- [TASK BRIEF] Please summarize the text in three sentences.

- [TEXT]
The stories are a blend of drafts I wrote long ago and new stories I created recently, working from decades-old notes and interview transcripts. Nearly all the images are new, even to me, until now unseen by anyone. As I scanned them into my computer, I could almost hear the people and places they depict, and the young man who recorded them, breath a collective sigh. “At last,” they said. “At last.”

Much as the man I am today differs from that much younger me who roamed the streets of New York, so these books differ from the book I outlined in the 1970s. The distance of several decades has separated me from prior expectations and allowed the material to assume what I believe is its truest form, harkening back to the works that inspired me, such as James Agee and Walker Evans’ Let Us Now Praise Famous Men, Studs Terkel’s Working, and Hubert Selby’s Last Exit to Brooklyn.

Returning to the writing and photography of my youth is yet another pivot, but it is also an integration. I have come full circle.

My experience with people on the margins was a precursor to becoming a therapist. During those years in NYC, I discovered I could connect with people much different from anyone I’d ever known. I found that they, like all of us, wanted only to be seen, heard, and understood. And I learned that I was someone who could do that for them.

Now, having published these books, again I ask, “What now?”

I can’t answer that question yet. To paraphrase Tom Petty, the future is wide open. I do know that I no longer feel the need to compartmentalize. The whole of my work, spanning forty-five years as writer, photographer, and therapist, is all part of the Art of Balance.

I hope you’ll stick around to see what comes next.

David

4 thoughts on “Pivots

  1. David,
    thank you
    After many iterations of me, from bflo. to Jackson Wy, to 20 years of child rearing on to my own company and a move to Detroit. I saw my self as the master of “Pivot”
    I now realize there is a distinct difference between “pivot” and
    running away.

    In my forth chapter I think I will need to learn a healthier way to “pivot”.
    Just sayen!

    Be safe be well

    1. Maybe so. But my belief is that, as Jerry Garcia put it, “It’s all part of it, man.”

      Before I became a therapist, people would tell me I was jumping around, and I saw myself as a rolling stone who had not been very successful at gathering moss.

- [MATERIAL SHOWN]
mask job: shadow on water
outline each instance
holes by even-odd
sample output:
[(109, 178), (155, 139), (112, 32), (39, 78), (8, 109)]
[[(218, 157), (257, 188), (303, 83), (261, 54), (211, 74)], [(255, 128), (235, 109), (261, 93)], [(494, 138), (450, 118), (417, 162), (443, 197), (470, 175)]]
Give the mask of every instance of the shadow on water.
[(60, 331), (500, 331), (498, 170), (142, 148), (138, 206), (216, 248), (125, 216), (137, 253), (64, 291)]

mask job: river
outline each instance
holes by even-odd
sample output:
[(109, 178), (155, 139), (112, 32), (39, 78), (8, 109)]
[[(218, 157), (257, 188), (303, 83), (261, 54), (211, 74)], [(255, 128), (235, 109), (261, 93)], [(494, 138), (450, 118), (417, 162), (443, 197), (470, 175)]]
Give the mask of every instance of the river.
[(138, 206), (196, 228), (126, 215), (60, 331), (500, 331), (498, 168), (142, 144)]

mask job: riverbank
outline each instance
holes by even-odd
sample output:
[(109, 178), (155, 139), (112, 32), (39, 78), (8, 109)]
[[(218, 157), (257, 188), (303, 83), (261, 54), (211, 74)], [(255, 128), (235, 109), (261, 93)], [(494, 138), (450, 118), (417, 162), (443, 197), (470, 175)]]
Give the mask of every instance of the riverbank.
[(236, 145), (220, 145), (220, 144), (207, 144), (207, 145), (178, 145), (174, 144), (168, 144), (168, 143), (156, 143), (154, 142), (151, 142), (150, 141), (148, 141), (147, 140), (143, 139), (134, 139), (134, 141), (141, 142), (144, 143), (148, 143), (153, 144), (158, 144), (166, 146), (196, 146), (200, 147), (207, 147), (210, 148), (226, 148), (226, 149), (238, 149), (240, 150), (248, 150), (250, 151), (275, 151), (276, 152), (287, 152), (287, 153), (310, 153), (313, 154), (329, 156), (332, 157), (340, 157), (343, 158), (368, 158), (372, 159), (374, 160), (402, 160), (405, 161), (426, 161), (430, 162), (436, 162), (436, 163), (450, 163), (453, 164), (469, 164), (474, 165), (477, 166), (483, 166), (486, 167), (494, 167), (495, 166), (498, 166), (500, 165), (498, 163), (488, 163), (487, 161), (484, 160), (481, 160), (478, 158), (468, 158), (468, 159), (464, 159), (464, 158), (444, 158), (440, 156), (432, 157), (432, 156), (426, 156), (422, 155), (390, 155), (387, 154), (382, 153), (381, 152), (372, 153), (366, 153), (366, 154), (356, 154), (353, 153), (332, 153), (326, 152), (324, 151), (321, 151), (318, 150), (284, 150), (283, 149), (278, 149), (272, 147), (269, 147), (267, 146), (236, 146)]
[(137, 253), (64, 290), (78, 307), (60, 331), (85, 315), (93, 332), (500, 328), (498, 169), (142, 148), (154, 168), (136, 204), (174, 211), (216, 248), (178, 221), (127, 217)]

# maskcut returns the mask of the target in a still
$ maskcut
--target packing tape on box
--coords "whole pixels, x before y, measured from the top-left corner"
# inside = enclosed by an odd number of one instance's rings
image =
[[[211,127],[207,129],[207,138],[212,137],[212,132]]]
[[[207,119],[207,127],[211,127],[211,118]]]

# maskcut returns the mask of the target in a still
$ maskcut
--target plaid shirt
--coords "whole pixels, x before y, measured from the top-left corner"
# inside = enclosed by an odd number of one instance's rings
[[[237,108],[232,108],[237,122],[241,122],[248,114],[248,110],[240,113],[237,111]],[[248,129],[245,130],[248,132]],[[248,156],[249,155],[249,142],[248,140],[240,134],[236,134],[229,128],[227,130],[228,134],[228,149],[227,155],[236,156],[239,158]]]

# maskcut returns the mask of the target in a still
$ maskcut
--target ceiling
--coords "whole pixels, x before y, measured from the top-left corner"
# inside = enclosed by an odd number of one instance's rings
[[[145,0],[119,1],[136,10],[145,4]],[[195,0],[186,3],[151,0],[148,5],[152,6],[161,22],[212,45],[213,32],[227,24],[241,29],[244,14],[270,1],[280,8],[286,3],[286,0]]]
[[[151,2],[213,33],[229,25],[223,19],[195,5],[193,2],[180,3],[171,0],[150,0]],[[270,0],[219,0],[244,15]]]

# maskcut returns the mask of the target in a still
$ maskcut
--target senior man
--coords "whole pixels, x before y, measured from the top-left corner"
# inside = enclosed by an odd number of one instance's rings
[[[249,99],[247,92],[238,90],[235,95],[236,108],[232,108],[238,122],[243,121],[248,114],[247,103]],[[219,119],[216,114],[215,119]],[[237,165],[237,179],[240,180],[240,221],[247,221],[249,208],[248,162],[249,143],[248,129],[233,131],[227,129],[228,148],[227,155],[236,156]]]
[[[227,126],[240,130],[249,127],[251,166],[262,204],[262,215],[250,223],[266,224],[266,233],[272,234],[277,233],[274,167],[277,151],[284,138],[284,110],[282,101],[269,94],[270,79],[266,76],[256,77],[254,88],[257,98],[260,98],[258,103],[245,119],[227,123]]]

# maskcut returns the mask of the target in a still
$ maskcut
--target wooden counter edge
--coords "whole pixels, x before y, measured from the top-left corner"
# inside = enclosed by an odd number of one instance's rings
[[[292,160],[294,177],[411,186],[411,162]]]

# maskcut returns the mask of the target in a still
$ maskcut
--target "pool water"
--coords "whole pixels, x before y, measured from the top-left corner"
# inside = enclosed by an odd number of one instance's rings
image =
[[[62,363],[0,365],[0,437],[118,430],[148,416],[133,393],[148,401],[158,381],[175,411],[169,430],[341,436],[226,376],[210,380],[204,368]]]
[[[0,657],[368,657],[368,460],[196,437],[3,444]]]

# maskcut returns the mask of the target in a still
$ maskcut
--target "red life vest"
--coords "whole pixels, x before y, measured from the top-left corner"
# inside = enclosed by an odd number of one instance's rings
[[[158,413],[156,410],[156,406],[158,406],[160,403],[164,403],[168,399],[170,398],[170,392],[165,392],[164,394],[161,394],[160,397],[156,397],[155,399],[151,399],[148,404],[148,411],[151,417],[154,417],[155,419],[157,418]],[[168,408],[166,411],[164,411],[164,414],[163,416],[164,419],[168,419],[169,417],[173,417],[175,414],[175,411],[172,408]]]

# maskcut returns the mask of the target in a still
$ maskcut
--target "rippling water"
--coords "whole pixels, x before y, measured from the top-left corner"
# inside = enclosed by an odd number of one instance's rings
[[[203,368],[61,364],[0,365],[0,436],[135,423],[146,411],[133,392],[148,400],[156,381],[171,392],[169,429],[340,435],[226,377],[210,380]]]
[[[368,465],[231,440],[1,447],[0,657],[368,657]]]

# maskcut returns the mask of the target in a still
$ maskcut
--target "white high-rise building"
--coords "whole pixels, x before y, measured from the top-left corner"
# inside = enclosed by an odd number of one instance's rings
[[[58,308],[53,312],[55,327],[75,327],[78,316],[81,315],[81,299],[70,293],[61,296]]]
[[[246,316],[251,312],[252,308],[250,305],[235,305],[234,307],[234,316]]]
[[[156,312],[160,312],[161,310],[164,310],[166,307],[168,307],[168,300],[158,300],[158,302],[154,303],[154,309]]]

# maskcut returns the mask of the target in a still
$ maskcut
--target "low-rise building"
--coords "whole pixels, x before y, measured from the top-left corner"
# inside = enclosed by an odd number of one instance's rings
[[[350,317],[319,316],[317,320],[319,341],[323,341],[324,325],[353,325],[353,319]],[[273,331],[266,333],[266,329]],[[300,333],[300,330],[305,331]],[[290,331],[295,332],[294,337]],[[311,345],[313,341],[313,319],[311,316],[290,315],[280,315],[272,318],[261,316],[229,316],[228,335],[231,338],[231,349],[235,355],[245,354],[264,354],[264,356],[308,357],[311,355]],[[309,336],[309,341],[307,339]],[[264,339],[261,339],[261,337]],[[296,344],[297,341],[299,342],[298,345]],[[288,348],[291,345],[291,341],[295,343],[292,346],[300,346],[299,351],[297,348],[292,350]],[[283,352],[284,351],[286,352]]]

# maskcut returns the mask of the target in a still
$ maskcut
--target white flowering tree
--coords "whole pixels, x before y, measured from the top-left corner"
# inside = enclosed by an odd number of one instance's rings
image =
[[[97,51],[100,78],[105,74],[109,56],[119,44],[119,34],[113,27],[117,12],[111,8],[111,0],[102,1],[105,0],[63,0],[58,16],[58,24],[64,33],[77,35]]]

- [ANSWER BOX] The writer describes new books that blend long-ago drafts with recent stories built from decades-old notes and interview transcripts, along with images nearly all unseen until now, and says they differ from the book outlined in the 1970s. Returning to the writing and photography of youth is called both a pivot and an integration, and the work with people on the margins in New York is presented as a precursor to becoming a therapist. Unsure what comes next, the writer no longer feels a need to compartmentalize and sees forty-five years as writer, photographer, and therapist as part of the Art of Balance, while a commenter contrasts pivoting with running away and the writer replies that "It's all part of it, man."